WRITTEN REQUEST ▸ Repeat exactly the lines from the one containing "of the cabinet" through the last line of the records below, both included, and nothing else.

--------------------------------------------------

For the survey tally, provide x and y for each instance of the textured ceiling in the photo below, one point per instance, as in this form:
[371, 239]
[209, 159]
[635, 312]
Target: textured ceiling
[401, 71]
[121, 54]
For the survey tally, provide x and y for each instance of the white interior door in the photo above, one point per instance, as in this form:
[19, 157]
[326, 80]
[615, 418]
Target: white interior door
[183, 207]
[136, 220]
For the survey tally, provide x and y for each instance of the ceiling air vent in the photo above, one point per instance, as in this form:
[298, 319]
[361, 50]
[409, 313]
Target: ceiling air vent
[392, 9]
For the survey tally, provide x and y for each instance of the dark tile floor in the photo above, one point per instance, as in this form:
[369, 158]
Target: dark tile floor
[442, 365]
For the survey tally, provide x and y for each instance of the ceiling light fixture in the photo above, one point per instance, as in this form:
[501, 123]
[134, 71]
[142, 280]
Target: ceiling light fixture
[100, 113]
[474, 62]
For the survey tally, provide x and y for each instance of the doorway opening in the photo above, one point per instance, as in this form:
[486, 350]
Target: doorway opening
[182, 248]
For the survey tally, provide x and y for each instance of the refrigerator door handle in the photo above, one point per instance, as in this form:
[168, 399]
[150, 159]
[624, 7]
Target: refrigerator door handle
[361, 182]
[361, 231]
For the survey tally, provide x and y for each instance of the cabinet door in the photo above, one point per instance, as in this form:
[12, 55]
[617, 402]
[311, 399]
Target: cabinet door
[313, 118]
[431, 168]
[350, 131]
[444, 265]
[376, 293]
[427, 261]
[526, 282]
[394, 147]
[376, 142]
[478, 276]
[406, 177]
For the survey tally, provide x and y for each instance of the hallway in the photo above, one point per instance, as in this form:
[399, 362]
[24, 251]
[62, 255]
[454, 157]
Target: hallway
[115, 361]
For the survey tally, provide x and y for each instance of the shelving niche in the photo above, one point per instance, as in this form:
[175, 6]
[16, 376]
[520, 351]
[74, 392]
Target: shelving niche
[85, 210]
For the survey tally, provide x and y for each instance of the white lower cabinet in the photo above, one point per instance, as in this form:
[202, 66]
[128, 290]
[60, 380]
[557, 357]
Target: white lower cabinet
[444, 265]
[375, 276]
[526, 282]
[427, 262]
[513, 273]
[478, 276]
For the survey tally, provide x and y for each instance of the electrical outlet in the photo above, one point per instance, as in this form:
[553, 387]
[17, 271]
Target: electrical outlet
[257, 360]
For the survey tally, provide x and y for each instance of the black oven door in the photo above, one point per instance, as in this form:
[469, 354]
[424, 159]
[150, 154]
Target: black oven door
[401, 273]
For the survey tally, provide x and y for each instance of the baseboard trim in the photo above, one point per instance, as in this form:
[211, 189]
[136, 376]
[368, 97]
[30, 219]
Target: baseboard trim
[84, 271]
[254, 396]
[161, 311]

--------------------------------------------------

COMPLETED TASK ▸
For the survey tally, provide x and y for each instance of the cabinet door in the photo above, one point per instance, as in this form:
[12, 55]
[617, 402]
[311, 399]
Target: cabinet door
[313, 118]
[431, 168]
[350, 131]
[444, 265]
[376, 293]
[427, 261]
[526, 282]
[394, 147]
[376, 142]
[478, 276]
[406, 177]
For the survey tally, provide x and y for each instance of the hallway in the photo above, one point per instance, as in this form:
[399, 362]
[24, 251]
[62, 255]
[454, 157]
Target: hallway
[115, 361]
For the survey tally, provide x and y for each instance of the shelving niche in the photo above, one point per instance, as in this form:
[175, 6]
[16, 376]
[520, 351]
[74, 392]
Target: shelving niche
[85, 210]
For the survey tally, provide x and y for each instance of the white lower cabinet in the photo above, one point per instance, as in this form:
[202, 66]
[128, 290]
[60, 380]
[557, 357]
Target: white lower cabinet
[444, 265]
[375, 276]
[526, 282]
[427, 262]
[513, 273]
[478, 276]
For the survey tally, provide x and y for each instance of the electrical outlet in the photo above, one point per instance, as in this form:
[553, 387]
[17, 271]
Target: electrical outlet
[257, 360]
For the survey tally, provide x and y for each instance of the black oven door in the photo above, one point per instance, as in this form:
[469, 354]
[424, 159]
[150, 154]
Target: black oven door
[401, 273]
For the survey tally, provide x and y for each instance of the baseboard trim in the photo above, one point per instance, as in this form:
[211, 189]
[136, 376]
[368, 97]
[30, 219]
Target: baseboard trim
[84, 271]
[254, 396]
[161, 311]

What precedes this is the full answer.